## Passage shown
· · · · ·
Funny enough I'm an A̶I̶ML researcher and started in HPC (High Performance Computing).
> if I’m a C++ programmer ... should I know how the CPU registers are called?
Probably.
Especially with "low level"[0] languages knowing some basics about CPU operations goes a long way. You can definitely get away without knowing these things but this knowledge will reap rewards. This is true for a lot of system based information too. You should definitely know about things like SIMD, MIMD, etc because if you're writing anything in C/C++ these days it should be because you care a lot about performance. There's a lot of stuff that should be parallelized that isn't. Even stuff that could be trivially parallelized with OpenMP.
> what should an AI researcher working always in Jupyter know?
Depends on what they're researching. But I do wish a lot more knew some OS basics. I see lots of things in papers where they're like "we got 10x" performance on some speed measurement but didn't actually measure it correctly (e.g. you can't use time.time and be accurate because there's lots of asynchronous operations). There's lots of easy pitfalls here that are not at all obvious and will look like they are working correctly. There's things about GPUs that should be known. Things about math and statistics. Things about networking. But this is a broad field so there are of course lots of answers here. I'd at least say anyone working on AI should read at least some text on cognitive science and neuroscience because that's a super common pitfall too.
I think it is easy to not recognize that information is helpful until after you have that information. So it becomes easy to put off as not important. You are right that it is really difficult to balance everything though but I'm not convinced this is the problem with those in that category of programmers. There's quite a number of people who insist that they "don't need to" learn things or insist certain knowledge isn't useful based on their "success."
IMO the key point is that you should always be improving. Easier said than done, but it should be the goal. At worst, I think we should push back on anyone insisting that we shouldn't be (I do not think you're suggesting this).
[0] Quotes because depends who you talk to. C++ historically was considered a high level language but then what is Python, Lua, etc?
· · · · ·
## Your tasks
**1)** Answer from the comment on what programmers should know:
(a) Which tool does it name for code that could be trivially parallelized?
(b) According to it, why can't time.time give accurate measurements?
(c) How does its footnote say C++ was historically considered?
**2)** Carry on the comment on what programmers should know, picking up after its final line.
The items placed after this comment are not needed.
· · · · ·
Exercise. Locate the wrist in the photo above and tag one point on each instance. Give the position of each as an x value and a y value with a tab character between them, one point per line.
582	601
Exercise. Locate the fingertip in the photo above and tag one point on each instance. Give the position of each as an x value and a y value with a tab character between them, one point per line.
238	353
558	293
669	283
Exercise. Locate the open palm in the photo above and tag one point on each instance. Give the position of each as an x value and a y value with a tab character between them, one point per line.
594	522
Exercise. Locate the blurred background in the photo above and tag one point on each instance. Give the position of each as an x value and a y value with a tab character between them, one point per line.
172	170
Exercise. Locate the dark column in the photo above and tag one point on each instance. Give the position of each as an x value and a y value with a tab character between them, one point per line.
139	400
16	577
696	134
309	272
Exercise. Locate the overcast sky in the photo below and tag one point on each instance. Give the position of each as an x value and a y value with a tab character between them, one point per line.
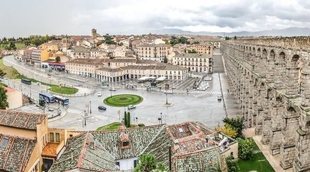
28	17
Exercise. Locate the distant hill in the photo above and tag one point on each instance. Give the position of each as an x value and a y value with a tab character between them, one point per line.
292	31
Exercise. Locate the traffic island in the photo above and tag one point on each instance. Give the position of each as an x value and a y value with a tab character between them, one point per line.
63	90
123	100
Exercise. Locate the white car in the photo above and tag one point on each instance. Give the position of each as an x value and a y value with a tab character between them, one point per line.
131	107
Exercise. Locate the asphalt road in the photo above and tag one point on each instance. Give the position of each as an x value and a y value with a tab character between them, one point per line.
200	106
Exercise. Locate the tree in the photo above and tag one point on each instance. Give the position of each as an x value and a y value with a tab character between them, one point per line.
125	118
235	123
245	148
57	59
231	164
128	120
3	98
165	60
148	163
2	73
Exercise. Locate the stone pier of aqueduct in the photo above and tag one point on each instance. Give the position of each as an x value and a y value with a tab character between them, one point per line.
270	77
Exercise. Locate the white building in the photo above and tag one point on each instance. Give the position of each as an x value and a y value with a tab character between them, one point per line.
156	52
194	62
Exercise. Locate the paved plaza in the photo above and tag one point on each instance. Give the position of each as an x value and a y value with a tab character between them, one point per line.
185	103
202	106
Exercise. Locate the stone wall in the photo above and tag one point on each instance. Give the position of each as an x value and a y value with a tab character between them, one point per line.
270	77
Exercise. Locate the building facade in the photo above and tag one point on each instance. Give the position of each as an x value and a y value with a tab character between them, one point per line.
114	70
200	49
156	52
194	62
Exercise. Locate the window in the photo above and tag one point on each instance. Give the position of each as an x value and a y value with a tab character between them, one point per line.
51	137
4	142
117	163
57	137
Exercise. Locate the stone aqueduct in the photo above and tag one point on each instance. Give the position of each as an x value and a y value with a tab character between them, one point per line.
270	78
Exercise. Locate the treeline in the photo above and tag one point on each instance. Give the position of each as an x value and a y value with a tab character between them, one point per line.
11	43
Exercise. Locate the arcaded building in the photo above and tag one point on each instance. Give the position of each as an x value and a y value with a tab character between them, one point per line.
270	77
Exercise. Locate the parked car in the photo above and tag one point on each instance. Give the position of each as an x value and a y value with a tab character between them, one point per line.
102	108
131	107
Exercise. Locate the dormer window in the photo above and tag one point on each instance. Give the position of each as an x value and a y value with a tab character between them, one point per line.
125	144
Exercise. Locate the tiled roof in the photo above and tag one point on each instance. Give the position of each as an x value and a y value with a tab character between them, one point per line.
86	153
190	151
139	138
20	119
15	153
98	151
50	150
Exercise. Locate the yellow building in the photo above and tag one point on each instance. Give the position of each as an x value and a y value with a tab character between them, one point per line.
52	46
15	98
26	143
46	55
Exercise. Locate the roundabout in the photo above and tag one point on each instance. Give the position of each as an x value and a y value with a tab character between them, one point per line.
· · · · ·
## Numbered responses
**1)**
(a) OpenMP.
(b) Because there are lots of asynchronous operations.
(c) As a high level language.

**2)**
you don't have the time because you spend it bruteforcing solutions by trial and error instead of reading the manual and doing them right the first time
I feel like your working environment might be to blame: maybe your boss is too deadline-driven so that you have no time to learn; or maybe there is too much pressure to fix a certain number of tickets. I encourage you to find a better workplace that doesn't punish people who take the time to learn and improve themselves. This also keeps your skills up to date and is helpful in times of layoffs like right now.
Seriously? Yes, you should read the docs of every API you use and every tool you use.
I mean, it's sort of ok if you read somewhere how to use it and you use it in the same way, but I, for one, always check the docs and more often even the implementation to see what I can expect.
Actually it is trivial to write a very simple Makefile for a 10,000 file project, despite the fact that almost all Makefiles that I have ever seen in open-source projects are ridiculously complicated, far more complicated than a good Makefile would be.
In my opinion, it is a mistake almost always when you see in a Makefile an individual rule for making a single file.
Normally, there should be only generic building rules that should be used for building any file of a given type.
A Makefile should almost never contain lists of source files or of their dependencies. It should contain only a list with the directories where the source files are located.
Make should search the source directories, find the source files, classify them by type, create their dependency lists and invoke appropriate building rules. At least with GNU make, this is very simple and described in its user manual.
If you write a Makefile like this, it does not matter whether a project has 1 file or 10,000 files, the effort in creating or modifying the Makefile is equally negligible. Moreover, there is no need to update the Makefile whenever source files are created, renamed, moved or deleted.
If everything in your tree is similar, yes. I agree that's going to be a very small Makefile.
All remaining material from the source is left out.